**PAGE EXCERPT**
Ariel is the most strategic settlement that Israel has founded. It aims to dissect the West Bank while creating a second corridor (together with Highway 60) between Tel Aviv and Jerusalem. The close-up map above shows the reality as seen by travelers to the town arriving from Tel Aviv along Route #5. In a parcel to parcel job, the early Likud governments ethnically cleansed the road to Ariel. One can travel from Tel Aviv to Ariel without seeing any Palestinian towns.
For years, Mr. Nachman worked on getting donations from American Jews in order to transform the settlement's humble swimming pool into a country club. Neighboring Palestinians don't have proper sewage, and are blocked from joining the exclusive institution. Eventually, he got the money and Ariel became a posh American suburb in the West Bank. His next project was to create a university. In September 2012, Ariel college was upgraded to university. The date of this complex event, which was deplored by Europe as another violation of international law, had two reasons. In this way, Netanyahu and Likud won settlers' votes; this is important since this segment of the population is the most right radical; they favor parties like the National Union and the Jewish Home. The day after the election we will know if this gambit worked out. The second reason is that Nachman was slowly dying of cancer; showing his soft side, Netanyahu gave a death-present to one of his party's leaders, one of the few still-active members of Begin's administration. The last secular settler died; from now onwards, Israeli crimes in the West Bank will exclusively feature a rainbow of "kipah" skullcaps.

**EXERCISE REQUIREMENTS**
Copy out the stretch of the passage on Ariel above, from "Ariel is the" through "any Palestinian towns.".

[Stored data entries]
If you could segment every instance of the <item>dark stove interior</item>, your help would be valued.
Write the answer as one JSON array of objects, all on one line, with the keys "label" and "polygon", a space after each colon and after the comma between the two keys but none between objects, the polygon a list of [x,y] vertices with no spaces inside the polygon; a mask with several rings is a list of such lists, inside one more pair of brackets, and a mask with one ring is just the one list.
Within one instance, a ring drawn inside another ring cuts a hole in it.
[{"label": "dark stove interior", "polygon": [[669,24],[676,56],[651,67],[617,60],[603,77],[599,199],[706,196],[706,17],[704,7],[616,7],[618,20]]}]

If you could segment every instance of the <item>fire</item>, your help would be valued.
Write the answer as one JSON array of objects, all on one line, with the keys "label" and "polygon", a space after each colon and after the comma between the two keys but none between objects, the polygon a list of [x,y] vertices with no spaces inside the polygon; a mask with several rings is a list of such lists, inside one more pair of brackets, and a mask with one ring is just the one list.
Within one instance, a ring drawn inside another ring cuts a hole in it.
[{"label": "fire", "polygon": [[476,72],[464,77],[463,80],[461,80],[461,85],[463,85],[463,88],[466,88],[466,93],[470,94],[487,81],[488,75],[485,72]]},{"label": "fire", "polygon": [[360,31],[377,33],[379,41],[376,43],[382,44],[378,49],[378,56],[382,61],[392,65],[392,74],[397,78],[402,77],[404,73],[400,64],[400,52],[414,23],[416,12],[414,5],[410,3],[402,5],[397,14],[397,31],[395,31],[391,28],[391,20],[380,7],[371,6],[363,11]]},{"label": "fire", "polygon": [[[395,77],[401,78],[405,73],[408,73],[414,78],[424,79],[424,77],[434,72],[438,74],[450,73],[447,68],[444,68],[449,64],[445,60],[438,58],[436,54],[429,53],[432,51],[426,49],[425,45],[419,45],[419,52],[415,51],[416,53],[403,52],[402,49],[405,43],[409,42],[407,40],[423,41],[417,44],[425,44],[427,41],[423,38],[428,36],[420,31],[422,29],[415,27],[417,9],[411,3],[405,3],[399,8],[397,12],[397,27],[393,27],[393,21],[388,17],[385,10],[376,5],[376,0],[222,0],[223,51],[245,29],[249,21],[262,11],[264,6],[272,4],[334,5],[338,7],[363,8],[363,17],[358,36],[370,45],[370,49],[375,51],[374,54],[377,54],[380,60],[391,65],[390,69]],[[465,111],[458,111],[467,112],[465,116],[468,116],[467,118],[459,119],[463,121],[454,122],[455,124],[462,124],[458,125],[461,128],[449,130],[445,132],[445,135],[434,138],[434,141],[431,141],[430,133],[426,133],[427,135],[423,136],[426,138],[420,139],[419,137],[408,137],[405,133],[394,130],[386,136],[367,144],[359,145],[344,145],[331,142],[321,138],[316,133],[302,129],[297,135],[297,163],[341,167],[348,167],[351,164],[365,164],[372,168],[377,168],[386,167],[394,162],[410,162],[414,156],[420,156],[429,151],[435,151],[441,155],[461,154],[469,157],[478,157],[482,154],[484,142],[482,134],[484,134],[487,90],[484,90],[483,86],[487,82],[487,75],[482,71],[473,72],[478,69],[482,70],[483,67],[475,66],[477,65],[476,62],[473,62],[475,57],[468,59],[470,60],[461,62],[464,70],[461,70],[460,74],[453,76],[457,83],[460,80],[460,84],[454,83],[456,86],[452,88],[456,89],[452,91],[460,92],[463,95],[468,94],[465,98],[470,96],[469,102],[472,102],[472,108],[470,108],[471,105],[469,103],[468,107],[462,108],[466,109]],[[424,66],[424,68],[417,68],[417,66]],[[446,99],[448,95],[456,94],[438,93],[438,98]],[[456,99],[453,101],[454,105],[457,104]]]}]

**ANSWER AREA**
Ariel is the most strategic settlement that Israel has founded. It aims to dissect the West Bank while creating a second corridor (together with Highway 60) between Tel Aviv and Jerusalem. The close-up map above shows the reality as seen by travelers to the town arriving from Tel Aviv along Route #5. In a parcel to parcel job, the early Likud governments ethnically cleansed the road to Ariel. One can travel from Tel Aviv to Ariel without seeing any Palestinian towns.